> [What you should do] In the Jake Foy interview below, why does Foy say the learning curve was short when he took on the role of Tuff McMurray?

--- Start of Source text ---

Interviews

Exclusive: Heading down to the ranch with Jake Foy on the new Hallmark original series Ride

Jake Foy on Ride
Jake Foy in the Hallmark series, Ride. Pic credit David Brownw/Hallmark

When Jake Foy saddled up as Tuff McMurray in the new Hallmark original series Ride, he says there was a short learning curve because he immediately felt comfortable.

For four months, he and the rest of the stellar ensemble cast, led by Nancy Travis as Ride Matriarch Isabel McMurray, had three weeks of prep time when they worked on riding horses, character work, and story development – all pleasure-filled work. 

The Canadian-born actor, producer, and director for stage and screen spent much of his early years drawing and painting, writing scripts, and making videos. Foy always had a holistic passion for the arts. 

During his three years of study at Sheridan College’s prestigious Music Theater Performance program outside of Toronto, he performed in more than six productions; most notably as Melchior Gabor in Spring Awakening and workshopping the Broadway-bound smash hit Come From Away in its initial staging and recording.

He appeared in the third season of Designated Survivor on Netflix with ER star Anthony Edwards, as King James in Reign on The CW with Rachel Skarsten, in Eat, Drink & Be Married opposite Jocelyn Hudon, and in the BravoFACT short film Ariel Unraveling.

As a director, Foy’s unique lens on musical storytelling for the screen has led to collaborations with a roster of internationally acclaimed artists. Foy worked with the Second City Toronto Conservatory on his earliest short film, Kristine & Kirstine.

His subsequent musical short Before They Were Them debuted nationwide in Canada after being decorated with winning laurels in Los Angeles and New York. Foy’s newest collaboration and screenwriting debut is a 38-minute musical short film based on a true love story titled More Together, with music and lyrics by Drew Gasparini.

On Ride, Foy’s character Tuff McMurray is the youngest brother, who is fiercely protective of his mother, Isabel, and others who he cares about. The Ranch Foreman and an aspiring musician, he literally wears many hats. He is known to put his own dreams and passions on the back burner to help those who he loves.

“I think I’ve waited my whole life to get an opportunity to get on a horse; it just so happened to come with this work,” Foy exclusively told Monsters and Critics.

“I was beyond excited to get to do Ride. You even get to see me ride horses in a couple of scenes off the top,” he recalled. “In two of the early episodes, I have opportunities to do scenes on horseback, and it really adds a texture to the work I already enjoy as an actor.”

--- End of Source text ---
--- Start of Given information ---

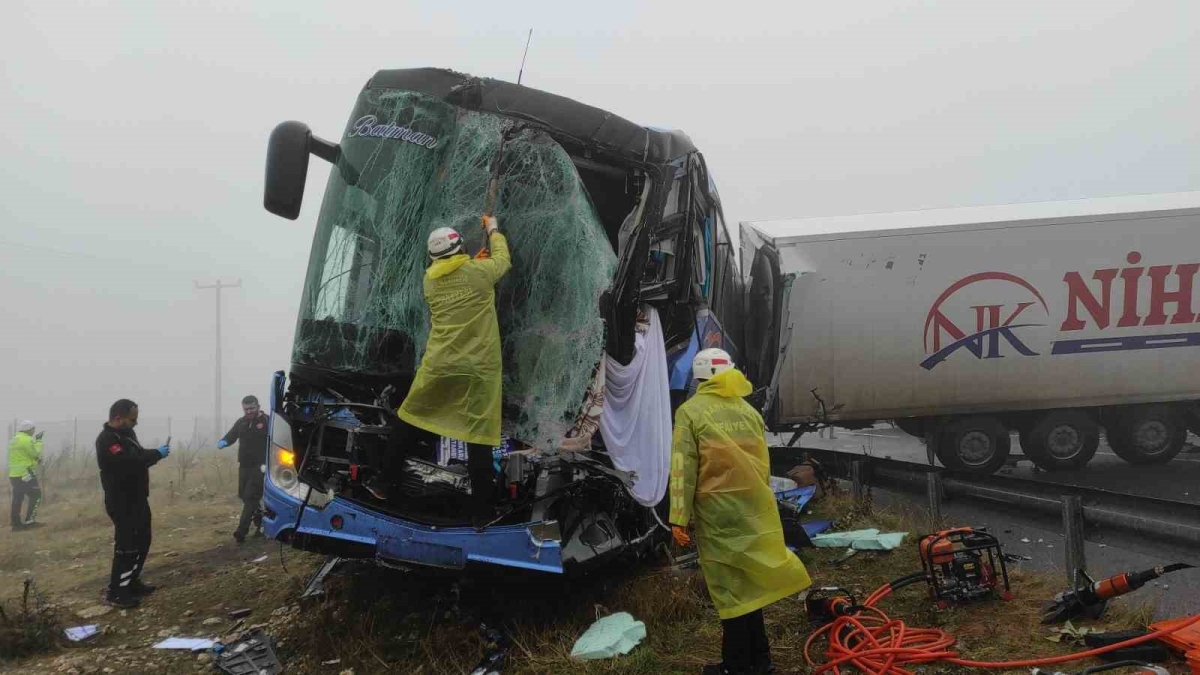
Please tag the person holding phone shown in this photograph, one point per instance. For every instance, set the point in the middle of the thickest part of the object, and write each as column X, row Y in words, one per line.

--- End of Given information ---

> [Task solution] He says the learning curve was short because he felt comfortable right away when he saddled up as Tuff McMurray in Ride.